*WORK REQUIRED*: Starting with the line that contains "Find the plastic" and going on through the line that contains "(1262, 733)", rewrite those entries in full, requests included, and rescale every point coordinate in the results by 1.5, rounding to whole numbers with halves rounded up. Leave the requests unchanged, and give only those lines.

*DATASET RECORDS*:

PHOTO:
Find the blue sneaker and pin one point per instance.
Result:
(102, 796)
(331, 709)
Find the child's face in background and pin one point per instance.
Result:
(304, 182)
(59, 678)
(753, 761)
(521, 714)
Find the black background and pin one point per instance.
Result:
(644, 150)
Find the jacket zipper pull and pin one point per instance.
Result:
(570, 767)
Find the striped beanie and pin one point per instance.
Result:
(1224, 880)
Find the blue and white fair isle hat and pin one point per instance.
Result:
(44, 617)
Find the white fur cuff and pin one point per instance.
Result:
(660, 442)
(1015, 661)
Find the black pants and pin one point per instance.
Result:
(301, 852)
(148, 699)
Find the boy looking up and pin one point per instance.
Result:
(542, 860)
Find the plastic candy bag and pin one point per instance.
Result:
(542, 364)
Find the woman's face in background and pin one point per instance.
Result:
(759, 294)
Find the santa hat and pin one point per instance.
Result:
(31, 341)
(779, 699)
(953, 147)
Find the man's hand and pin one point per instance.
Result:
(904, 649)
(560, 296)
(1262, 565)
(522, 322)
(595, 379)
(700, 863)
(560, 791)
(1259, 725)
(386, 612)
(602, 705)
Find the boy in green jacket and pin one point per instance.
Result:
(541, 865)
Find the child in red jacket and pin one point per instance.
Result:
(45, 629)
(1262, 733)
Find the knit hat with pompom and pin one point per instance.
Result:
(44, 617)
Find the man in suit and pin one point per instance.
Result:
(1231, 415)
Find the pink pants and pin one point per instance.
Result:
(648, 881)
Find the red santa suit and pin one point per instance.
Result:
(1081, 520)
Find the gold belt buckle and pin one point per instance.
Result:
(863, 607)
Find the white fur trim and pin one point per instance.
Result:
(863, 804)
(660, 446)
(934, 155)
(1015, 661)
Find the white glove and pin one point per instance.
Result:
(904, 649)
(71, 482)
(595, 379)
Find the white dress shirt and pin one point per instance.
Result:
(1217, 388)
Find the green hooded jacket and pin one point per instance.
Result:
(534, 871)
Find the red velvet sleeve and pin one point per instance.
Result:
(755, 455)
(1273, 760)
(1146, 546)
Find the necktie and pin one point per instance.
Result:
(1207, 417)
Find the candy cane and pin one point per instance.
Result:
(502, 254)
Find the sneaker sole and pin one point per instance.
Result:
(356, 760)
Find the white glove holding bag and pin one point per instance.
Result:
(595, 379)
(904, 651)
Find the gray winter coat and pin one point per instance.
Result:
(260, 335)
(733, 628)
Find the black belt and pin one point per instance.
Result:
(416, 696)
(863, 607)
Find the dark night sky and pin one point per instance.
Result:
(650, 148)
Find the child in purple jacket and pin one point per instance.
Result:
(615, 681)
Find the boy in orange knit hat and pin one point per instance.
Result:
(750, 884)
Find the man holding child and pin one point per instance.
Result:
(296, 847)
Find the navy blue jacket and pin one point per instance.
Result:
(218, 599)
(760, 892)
---
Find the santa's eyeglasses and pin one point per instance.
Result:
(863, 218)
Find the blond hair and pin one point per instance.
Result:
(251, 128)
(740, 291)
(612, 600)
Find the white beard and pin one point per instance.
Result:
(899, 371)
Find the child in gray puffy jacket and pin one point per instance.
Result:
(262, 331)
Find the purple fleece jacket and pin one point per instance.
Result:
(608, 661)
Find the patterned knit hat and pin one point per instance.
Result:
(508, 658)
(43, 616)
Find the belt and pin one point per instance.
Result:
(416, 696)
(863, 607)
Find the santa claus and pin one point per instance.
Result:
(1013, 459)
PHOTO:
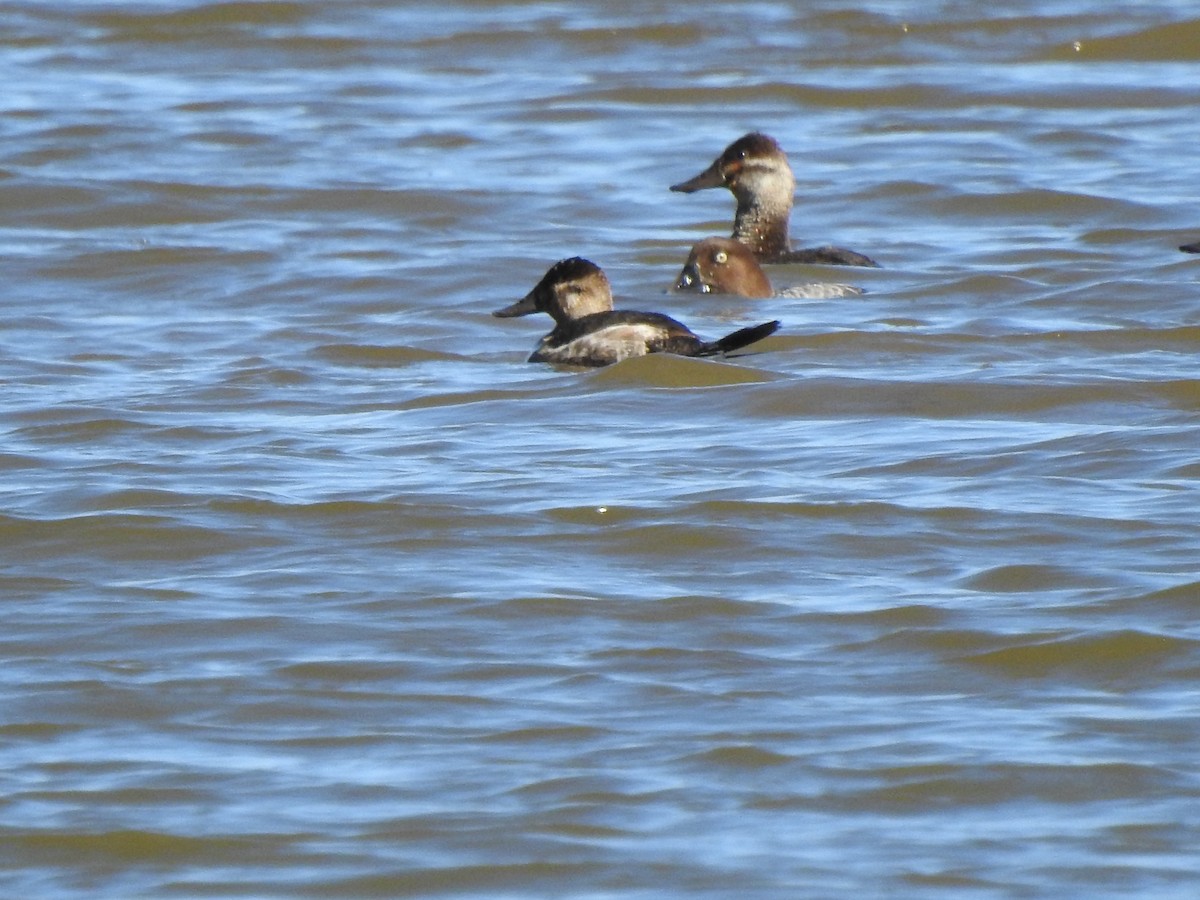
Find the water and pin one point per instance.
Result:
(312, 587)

*OUTPUT OF THE EXERCISE*:
Find the plastic candy bag and pin one point per instance.
Result:
(813, 546)
Find the woman's face in background and pin one point per instance.
Result:
(1139, 441)
Find the santa hat and pin one point per instance.
Result:
(47, 512)
(1169, 1049)
(1430, 221)
Find the man's hand and pin one point per instance.
Result:
(1356, 974)
(840, 444)
(1893, 848)
(783, 483)
(893, 569)
(1050, 1295)
(840, 1187)
(1889, 1088)
(579, 918)
(903, 1058)
Find the boy in green jacket and pin one point per instance.
Result:
(812, 1298)
Find the child in red jacket and pin one point per instance.
Result:
(68, 944)
(1893, 1100)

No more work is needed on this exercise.